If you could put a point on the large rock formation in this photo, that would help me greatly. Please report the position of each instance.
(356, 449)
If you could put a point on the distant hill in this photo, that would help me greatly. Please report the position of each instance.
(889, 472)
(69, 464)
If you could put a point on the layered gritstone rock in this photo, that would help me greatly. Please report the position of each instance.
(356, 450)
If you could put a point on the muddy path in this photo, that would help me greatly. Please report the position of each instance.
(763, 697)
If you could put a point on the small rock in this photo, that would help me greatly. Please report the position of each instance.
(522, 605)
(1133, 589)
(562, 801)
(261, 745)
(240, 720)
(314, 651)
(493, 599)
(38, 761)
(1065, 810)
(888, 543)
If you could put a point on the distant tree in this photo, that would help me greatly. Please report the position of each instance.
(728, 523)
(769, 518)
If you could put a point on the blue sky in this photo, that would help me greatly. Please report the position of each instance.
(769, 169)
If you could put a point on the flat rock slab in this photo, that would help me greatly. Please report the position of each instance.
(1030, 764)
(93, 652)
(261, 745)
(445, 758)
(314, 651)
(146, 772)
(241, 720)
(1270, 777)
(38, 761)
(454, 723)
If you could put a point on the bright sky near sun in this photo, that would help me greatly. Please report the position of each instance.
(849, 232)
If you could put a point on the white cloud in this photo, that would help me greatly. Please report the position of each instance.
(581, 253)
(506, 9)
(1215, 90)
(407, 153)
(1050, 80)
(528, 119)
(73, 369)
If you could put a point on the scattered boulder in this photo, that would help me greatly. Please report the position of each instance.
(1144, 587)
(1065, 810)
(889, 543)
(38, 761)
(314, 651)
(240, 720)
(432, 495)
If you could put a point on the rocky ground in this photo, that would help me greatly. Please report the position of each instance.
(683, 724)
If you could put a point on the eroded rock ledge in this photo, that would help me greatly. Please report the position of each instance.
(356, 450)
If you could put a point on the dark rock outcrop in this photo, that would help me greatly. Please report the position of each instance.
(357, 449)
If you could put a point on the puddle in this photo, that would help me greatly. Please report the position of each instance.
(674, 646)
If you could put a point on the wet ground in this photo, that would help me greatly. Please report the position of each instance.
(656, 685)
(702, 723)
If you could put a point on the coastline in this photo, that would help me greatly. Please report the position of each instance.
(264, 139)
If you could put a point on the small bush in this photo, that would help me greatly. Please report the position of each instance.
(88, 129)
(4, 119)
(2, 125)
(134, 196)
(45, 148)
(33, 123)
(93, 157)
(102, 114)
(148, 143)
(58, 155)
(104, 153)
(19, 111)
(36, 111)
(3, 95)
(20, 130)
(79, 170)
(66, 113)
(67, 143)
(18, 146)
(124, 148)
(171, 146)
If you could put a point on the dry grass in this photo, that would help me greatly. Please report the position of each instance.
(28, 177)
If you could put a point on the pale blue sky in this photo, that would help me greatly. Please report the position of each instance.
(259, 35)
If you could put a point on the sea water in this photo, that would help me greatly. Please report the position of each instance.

### TASK STATEMENT
Reproduce all of the data above, line for line and without any change.

### OUTPUT
If you could put a point on the large rock formation in this photo, that would help me greatly. Please report the position of each instance.
(356, 449)
If you could put a point on the distant hill in this photo, that would help me greatly. Please report the position of each instance.
(889, 472)
(69, 464)
If you could put a point on the layered gritstone rock in this photo, that would help me greatly. Please report the position of each instance.
(356, 450)
If you could put a point on the muddy path in this photo, that would help me greatly. Please report the position of each instance.
(763, 697)
If you could put a point on the small rock in this photo, that would help me greatly. Please report the position of each instance.
(522, 605)
(1133, 589)
(562, 801)
(261, 745)
(240, 720)
(314, 651)
(493, 599)
(38, 761)
(1065, 810)
(888, 543)
If you could put a point on the distant tree in this photo, that would help me greatly. Please report the position of each instance.
(728, 523)
(769, 518)
If you could put a point on the blue sky in this photo, that would help me greatly. Please report the position of each instance.
(769, 169)
If you could put a point on the flat rock slab in this photo, that would help me greatly. Please report the position of each instance.
(1030, 764)
(93, 652)
(261, 745)
(445, 758)
(314, 651)
(146, 772)
(241, 720)
(1270, 777)
(38, 761)
(454, 723)
If you could put a point on the bright sky near sun in this photo, that would help me greatly. Please report the position of each instance.
(849, 232)
If you could put a point on the white cloud in this photo, that would help me greatly. Please report the position of each instance.
(581, 253)
(506, 9)
(1215, 90)
(407, 153)
(1050, 80)
(528, 119)
(73, 369)
If you could put a point on the scattered boulder in this photo, that would help me greatly. Please report the position of each instance.
(1144, 587)
(1065, 810)
(889, 543)
(38, 761)
(314, 651)
(240, 720)
(432, 495)
If you could put a point on the rocky ground in this photo, that would help me greatly. Please report the position of each instance.
(683, 724)
If you could put a point on the eroded rock ledge in this photo, that would help me greatly. Please report the position of each instance.
(356, 450)
If you could put a point on the dark rock outcrop in this photo, that would help me greatly. Please report the position of each instance.
(357, 449)
If you could put a point on the puddle in this photo, that would help me greatly. Please report the position of each instance.
(674, 646)
If you could put a point on the wet ground in this photo, that would help me greatly. Please report the position of each instance.
(656, 685)
(702, 723)
If you could put a point on the coastline in this photo, that would help me greatly. Please report the position of each instance.
(264, 139)
If you could put a point on the small bush in this photo, that would help me greatly. Please report the position of each instance.
(88, 129)
(4, 119)
(2, 125)
(134, 196)
(45, 148)
(33, 123)
(93, 157)
(102, 114)
(148, 143)
(58, 155)
(104, 153)
(19, 111)
(36, 111)
(3, 95)
(20, 130)
(79, 170)
(66, 113)
(67, 143)
(18, 146)
(124, 148)
(171, 146)
If you could put a point on the dry grass in this photo, that would help me greatly. Please report the position of each instance.
(28, 177)
If you could put a point on the pale blue sky in this photo, that would help me greatly. Please report the position of each instance.
(259, 35)
If you could put a point on the sea water in this photo, that would help me greatly. Please report the position of each instance.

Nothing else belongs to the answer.